▸ 源数据:
┄┄┄┄┄┄

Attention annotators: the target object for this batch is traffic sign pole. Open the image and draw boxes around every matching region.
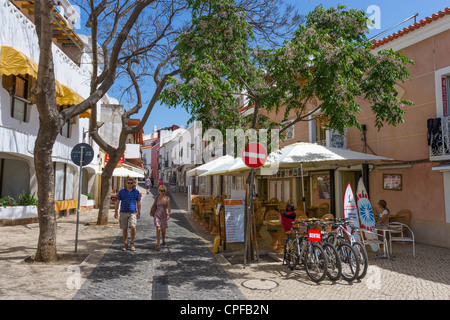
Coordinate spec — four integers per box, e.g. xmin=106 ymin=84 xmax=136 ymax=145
xmin=75 ymin=146 xmax=84 ymax=253
xmin=241 ymin=142 xmax=267 ymax=268
xmin=70 ymin=143 xmax=94 ymax=252
xmin=244 ymin=168 xmax=255 ymax=268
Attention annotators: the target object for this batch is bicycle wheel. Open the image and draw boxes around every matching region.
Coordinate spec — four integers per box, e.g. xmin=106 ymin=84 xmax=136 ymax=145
xmin=285 ymin=239 xmax=299 ymax=270
xmin=325 ymin=233 xmax=335 ymax=244
xmin=322 ymin=243 xmax=342 ymax=281
xmin=353 ymin=242 xmax=369 ymax=280
xmin=304 ymin=243 xmax=328 ymax=282
xmin=337 ymin=243 xmax=359 ymax=282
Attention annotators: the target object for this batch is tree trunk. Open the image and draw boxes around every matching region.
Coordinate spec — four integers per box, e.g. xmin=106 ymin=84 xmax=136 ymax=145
xmin=97 ymin=167 xmax=114 ymax=225
xmin=97 ymin=146 xmax=125 ymax=225
xmin=34 ymin=125 xmax=58 ymax=262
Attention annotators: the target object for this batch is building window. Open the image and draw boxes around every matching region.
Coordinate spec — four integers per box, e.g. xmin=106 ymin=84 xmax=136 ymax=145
xmin=0 ymin=158 xmax=30 ymax=200
xmin=56 ymin=106 xmax=72 ymax=138
xmin=314 ymin=115 xmax=327 ymax=146
xmin=54 ymin=162 xmax=75 ymax=201
xmin=442 ymin=76 xmax=450 ymax=117
xmin=2 ymin=75 xmax=31 ymax=122
xmin=280 ymin=120 xmax=294 ymax=141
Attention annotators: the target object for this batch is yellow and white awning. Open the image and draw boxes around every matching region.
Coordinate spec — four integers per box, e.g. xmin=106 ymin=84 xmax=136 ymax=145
xmin=0 ymin=46 xmax=91 ymax=118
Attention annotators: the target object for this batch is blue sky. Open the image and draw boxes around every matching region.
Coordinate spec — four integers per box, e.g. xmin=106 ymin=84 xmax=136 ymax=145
xmin=127 ymin=0 xmax=450 ymax=134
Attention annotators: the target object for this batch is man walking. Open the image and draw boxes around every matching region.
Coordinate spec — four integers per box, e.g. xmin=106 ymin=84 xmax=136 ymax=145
xmin=114 ymin=179 xmax=141 ymax=251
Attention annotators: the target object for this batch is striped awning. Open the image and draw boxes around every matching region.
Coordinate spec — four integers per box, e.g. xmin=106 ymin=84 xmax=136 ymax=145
xmin=0 ymin=46 xmax=91 ymax=118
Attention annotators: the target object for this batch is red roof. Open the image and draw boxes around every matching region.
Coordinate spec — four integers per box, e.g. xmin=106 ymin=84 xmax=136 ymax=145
xmin=372 ymin=7 xmax=450 ymax=49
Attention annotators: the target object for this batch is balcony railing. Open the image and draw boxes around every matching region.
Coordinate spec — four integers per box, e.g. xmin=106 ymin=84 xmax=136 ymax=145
xmin=427 ymin=117 xmax=450 ymax=160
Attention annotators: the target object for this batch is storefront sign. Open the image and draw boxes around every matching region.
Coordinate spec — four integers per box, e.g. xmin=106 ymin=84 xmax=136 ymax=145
xmin=308 ymin=230 xmax=321 ymax=242
xmin=224 ymin=199 xmax=245 ymax=243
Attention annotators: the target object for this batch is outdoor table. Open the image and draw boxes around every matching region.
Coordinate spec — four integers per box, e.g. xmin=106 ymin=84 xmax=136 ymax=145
xmin=306 ymin=207 xmax=319 ymax=218
xmin=264 ymin=220 xmax=286 ymax=252
xmin=373 ymin=227 xmax=399 ymax=260
xmin=263 ymin=203 xmax=278 ymax=212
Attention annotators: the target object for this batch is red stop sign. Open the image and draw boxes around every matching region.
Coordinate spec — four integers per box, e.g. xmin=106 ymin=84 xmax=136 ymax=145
xmin=242 ymin=142 xmax=267 ymax=168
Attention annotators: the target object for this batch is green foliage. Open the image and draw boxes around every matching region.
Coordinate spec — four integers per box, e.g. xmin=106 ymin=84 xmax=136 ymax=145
xmin=161 ymin=0 xmax=413 ymax=133
xmin=0 ymin=191 xmax=38 ymax=208
xmin=0 ymin=196 xmax=16 ymax=208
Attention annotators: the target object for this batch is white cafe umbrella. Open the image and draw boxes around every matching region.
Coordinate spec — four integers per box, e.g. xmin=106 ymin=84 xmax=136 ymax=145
xmin=186 ymin=155 xmax=234 ymax=177
xmin=264 ymin=142 xmax=392 ymax=212
xmin=200 ymin=158 xmax=244 ymax=177
xmin=227 ymin=142 xmax=392 ymax=210
xmin=113 ymin=167 xmax=144 ymax=178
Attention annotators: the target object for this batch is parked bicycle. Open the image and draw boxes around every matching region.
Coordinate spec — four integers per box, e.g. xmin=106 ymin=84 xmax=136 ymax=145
xmin=283 ymin=221 xmax=328 ymax=283
xmin=317 ymin=222 xmax=342 ymax=281
xmin=326 ymin=218 xmax=369 ymax=281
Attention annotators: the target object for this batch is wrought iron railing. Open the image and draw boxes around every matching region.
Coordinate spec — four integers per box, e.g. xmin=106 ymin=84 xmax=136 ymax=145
xmin=427 ymin=117 xmax=450 ymax=157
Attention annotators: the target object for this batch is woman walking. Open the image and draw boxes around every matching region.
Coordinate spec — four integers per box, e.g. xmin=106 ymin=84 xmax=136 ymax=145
xmin=153 ymin=186 xmax=170 ymax=251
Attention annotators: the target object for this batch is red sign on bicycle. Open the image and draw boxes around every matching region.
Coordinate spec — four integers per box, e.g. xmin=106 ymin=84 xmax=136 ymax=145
xmin=308 ymin=230 xmax=322 ymax=242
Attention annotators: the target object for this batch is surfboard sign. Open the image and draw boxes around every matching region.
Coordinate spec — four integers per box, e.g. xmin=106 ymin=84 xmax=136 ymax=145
xmin=344 ymin=182 xmax=360 ymax=241
xmin=356 ymin=178 xmax=375 ymax=231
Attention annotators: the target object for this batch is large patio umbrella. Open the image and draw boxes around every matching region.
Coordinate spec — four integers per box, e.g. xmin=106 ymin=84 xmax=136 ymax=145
xmin=113 ymin=167 xmax=144 ymax=178
xmin=264 ymin=142 xmax=392 ymax=212
xmin=186 ymin=155 xmax=234 ymax=177
xmin=200 ymin=157 xmax=246 ymax=177
xmin=226 ymin=142 xmax=392 ymax=212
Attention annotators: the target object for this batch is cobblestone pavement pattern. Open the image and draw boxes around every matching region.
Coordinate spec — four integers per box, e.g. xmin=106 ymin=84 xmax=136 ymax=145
xmin=75 ymin=191 xmax=244 ymax=300
xmin=0 ymin=185 xmax=450 ymax=300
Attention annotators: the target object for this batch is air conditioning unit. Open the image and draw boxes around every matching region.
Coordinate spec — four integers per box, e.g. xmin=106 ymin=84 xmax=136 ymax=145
xmin=327 ymin=130 xmax=347 ymax=149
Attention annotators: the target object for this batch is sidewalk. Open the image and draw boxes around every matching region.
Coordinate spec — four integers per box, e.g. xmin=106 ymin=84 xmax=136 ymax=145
xmin=0 ymin=189 xmax=450 ymax=300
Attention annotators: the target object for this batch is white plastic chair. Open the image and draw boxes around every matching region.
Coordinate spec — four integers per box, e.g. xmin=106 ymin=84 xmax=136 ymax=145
xmin=356 ymin=228 xmax=390 ymax=259
xmin=389 ymin=222 xmax=416 ymax=258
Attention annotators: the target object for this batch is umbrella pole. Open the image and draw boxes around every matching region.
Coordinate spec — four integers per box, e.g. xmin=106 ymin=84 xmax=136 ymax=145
xmin=300 ymin=162 xmax=306 ymax=214
xmin=244 ymin=168 xmax=255 ymax=268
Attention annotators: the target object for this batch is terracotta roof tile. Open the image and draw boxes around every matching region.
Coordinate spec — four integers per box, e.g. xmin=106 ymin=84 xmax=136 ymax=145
xmin=372 ymin=7 xmax=450 ymax=49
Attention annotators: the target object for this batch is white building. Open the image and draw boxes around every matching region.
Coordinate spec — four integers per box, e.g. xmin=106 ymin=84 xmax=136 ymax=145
xmin=0 ymin=0 xmax=116 ymax=222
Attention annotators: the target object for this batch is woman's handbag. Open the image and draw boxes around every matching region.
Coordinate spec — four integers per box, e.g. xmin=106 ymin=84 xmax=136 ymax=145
xmin=150 ymin=196 xmax=159 ymax=217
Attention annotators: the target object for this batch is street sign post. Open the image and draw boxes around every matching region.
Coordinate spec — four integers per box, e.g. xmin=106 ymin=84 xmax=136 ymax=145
xmin=241 ymin=142 xmax=267 ymax=268
xmin=70 ymin=143 xmax=94 ymax=252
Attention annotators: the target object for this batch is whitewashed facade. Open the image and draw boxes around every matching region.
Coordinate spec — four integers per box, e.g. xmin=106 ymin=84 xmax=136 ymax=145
xmin=0 ymin=0 xmax=115 ymax=220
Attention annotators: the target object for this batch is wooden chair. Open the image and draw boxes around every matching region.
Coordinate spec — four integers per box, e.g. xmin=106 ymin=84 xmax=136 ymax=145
xmin=389 ymin=222 xmax=416 ymax=258
xmin=264 ymin=210 xmax=280 ymax=222
xmin=317 ymin=202 xmax=330 ymax=217
xmin=294 ymin=209 xmax=308 ymax=218
xmin=392 ymin=209 xmax=412 ymax=227
xmin=277 ymin=201 xmax=287 ymax=212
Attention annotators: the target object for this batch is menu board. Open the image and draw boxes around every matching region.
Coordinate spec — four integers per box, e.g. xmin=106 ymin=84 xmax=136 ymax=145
xmin=224 ymin=199 xmax=245 ymax=243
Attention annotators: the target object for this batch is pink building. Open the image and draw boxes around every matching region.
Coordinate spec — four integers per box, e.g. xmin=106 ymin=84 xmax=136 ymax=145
xmin=347 ymin=8 xmax=450 ymax=247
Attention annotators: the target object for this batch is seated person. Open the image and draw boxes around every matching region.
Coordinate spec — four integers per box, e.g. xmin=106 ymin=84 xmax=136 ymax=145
xmin=281 ymin=203 xmax=295 ymax=232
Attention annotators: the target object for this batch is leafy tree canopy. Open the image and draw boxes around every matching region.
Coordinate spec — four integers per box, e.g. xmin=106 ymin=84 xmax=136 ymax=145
xmin=161 ymin=0 xmax=413 ymax=133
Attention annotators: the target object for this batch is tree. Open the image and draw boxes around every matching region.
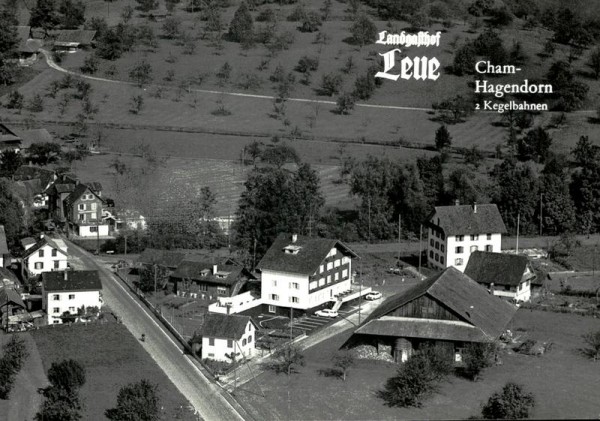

┄┄┄┄┄┄

▸ 任务说明: 修改含有"Attention annotators: the target object for this batch is street"的行至含有"xmin=277 ymin=201 xmax=287 ymax=212"的行之间的数据（首尾两行均包括在内）：把"wooden chair"替换为"folding chair"，其余内容保持不变，并输出修改后的这些行。

▸ 参考答案:
Attention annotators: the target object for this batch is street sign post. Open the image and draw boxes around every matching region.
Coordinate spec — four integers per box, e.g. xmin=106 ymin=84 xmax=136 ymax=145
xmin=241 ymin=142 xmax=267 ymax=268
xmin=70 ymin=143 xmax=94 ymax=252
Attention annotators: the target object for this batch is whitewashed facade. Open the image and draw boxes around every matching region.
Coordinate spec — four integers per box, e.g. xmin=106 ymin=84 xmax=136 ymax=145
xmin=0 ymin=0 xmax=115 ymax=220
Attention annotators: the target object for this batch is folding chair. Open the image and draw boxes around every matching region.
Coordinate spec — four integers per box, e.g. xmin=106 ymin=84 xmax=136 ymax=145
xmin=389 ymin=222 xmax=416 ymax=258
xmin=264 ymin=210 xmax=280 ymax=222
xmin=317 ymin=202 xmax=330 ymax=217
xmin=294 ymin=209 xmax=308 ymax=218
xmin=392 ymin=209 xmax=412 ymax=227
xmin=277 ymin=201 xmax=287 ymax=212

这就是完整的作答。